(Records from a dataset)
======

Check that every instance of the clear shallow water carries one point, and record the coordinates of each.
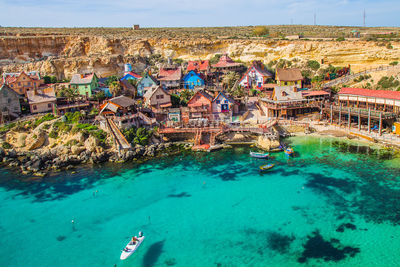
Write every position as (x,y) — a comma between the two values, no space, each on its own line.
(334,204)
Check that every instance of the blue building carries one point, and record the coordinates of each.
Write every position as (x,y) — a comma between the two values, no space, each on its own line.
(131,76)
(192,80)
(145,83)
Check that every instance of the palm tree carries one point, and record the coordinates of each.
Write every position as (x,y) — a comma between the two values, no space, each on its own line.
(115,88)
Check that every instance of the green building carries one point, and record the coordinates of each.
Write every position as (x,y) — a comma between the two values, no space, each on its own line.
(84,83)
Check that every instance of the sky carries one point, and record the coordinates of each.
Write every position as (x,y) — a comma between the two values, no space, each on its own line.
(183,13)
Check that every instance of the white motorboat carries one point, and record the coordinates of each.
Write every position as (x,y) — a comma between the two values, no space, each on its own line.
(132,246)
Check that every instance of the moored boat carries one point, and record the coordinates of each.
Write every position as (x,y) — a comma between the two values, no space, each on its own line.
(266,167)
(259,155)
(132,246)
(289,151)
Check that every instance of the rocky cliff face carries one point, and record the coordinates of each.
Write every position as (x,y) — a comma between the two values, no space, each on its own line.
(65,55)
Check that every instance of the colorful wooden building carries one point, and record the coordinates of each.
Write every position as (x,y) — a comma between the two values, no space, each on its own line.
(43,100)
(192,80)
(84,84)
(22,82)
(200,105)
(289,77)
(146,83)
(256,76)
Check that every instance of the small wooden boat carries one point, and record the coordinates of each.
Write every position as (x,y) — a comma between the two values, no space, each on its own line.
(289,151)
(266,167)
(132,246)
(259,155)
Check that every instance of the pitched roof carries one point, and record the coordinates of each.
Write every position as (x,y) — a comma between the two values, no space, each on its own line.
(314,93)
(133,74)
(287,93)
(200,65)
(370,93)
(122,101)
(41,96)
(203,93)
(224,94)
(225,61)
(82,78)
(289,75)
(170,74)
(150,76)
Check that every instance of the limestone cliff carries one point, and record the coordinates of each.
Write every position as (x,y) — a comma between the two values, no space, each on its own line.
(65,55)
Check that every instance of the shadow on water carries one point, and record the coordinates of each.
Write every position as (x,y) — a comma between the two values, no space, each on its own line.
(152,254)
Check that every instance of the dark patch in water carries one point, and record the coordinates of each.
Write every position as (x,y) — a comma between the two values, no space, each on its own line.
(61,238)
(344,226)
(279,242)
(317,247)
(183,194)
(152,254)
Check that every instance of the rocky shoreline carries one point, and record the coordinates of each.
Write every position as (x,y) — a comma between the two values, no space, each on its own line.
(40,164)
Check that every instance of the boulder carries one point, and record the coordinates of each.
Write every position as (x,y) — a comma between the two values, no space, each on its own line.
(35,141)
(267,144)
(76,150)
(91,144)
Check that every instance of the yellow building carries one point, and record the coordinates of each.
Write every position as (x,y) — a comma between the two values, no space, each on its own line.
(289,77)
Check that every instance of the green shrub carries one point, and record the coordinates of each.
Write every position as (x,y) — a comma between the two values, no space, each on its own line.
(313,64)
(6,145)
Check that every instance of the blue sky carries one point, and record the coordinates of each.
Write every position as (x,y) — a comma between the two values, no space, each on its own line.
(177,13)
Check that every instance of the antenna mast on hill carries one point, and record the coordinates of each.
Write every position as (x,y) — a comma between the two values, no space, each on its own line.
(364,16)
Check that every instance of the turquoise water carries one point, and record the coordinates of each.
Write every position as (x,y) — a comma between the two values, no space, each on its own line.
(334,204)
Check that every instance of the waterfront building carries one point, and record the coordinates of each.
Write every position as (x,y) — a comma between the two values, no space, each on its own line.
(170,76)
(84,84)
(22,82)
(42,100)
(9,103)
(256,76)
(146,83)
(200,106)
(200,66)
(192,80)
(226,64)
(289,77)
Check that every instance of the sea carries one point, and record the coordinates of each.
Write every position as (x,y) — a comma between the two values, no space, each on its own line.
(336,202)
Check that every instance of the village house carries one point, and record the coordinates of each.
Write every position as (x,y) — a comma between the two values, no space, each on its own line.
(9,103)
(157,98)
(289,77)
(22,82)
(42,100)
(200,106)
(131,76)
(200,66)
(146,83)
(84,84)
(192,80)
(170,77)
(226,64)
(256,76)
(288,101)
(224,106)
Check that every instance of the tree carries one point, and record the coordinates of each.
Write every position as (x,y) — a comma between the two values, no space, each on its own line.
(313,64)
(260,31)
(230,79)
(115,88)
(111,79)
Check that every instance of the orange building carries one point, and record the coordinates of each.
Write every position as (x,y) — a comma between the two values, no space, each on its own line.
(23,82)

======

## [Problem details]
Starting at the line that contains "Check that every instance of the antenna", output each remaining line of the listing, the last line included, exactly as it appears.

## [Worked answer]
Check that every instance of the antenna mast on hill carries one point, and record the coordinates of each.
Write every position as (x,y) — a comma between the two values, no space, each on its own line.
(364,16)
Check that every instance of the turquoise water carries one point, and record the coordinates of each.
Write every position as (x,y) — a comma between the two values, no space, each on its own line.
(334,204)
Check that every instance of the waterfront building carries one point, and record the coordinates of each.
Write every position as (x,y) — a comma between the two values, no space, each on its own line.
(170,76)
(84,84)
(22,82)
(42,100)
(9,103)
(256,76)
(146,83)
(200,106)
(200,66)
(192,80)
(226,64)
(289,77)
Check that every instance of the sea carries one point, and record the coordinates of each.
Write every position as (x,y) — a comma between the two values, no space, each on its own line.
(336,202)
Check that every instance of the village house carries one point, and record the coordinates of each.
Write every position as (x,y) — a comma between the two values, no space, each on its own line.
(9,103)
(157,98)
(289,77)
(22,82)
(42,100)
(200,106)
(131,76)
(200,66)
(146,83)
(84,84)
(192,80)
(170,77)
(226,64)
(256,76)
(288,101)
(224,106)
Check that every instance of the tree carries one point, and record the coordinates of each.
Write every position as (x,y) — a comma between the two values, no space, each on its own line.
(313,64)
(260,31)
(230,79)
(115,88)
(111,79)
Check that every instance of the orange building carries one point, and record the coordinates of each.
Write every position as (x,y) — a comma between the two values, no space, each on its own line.
(23,82)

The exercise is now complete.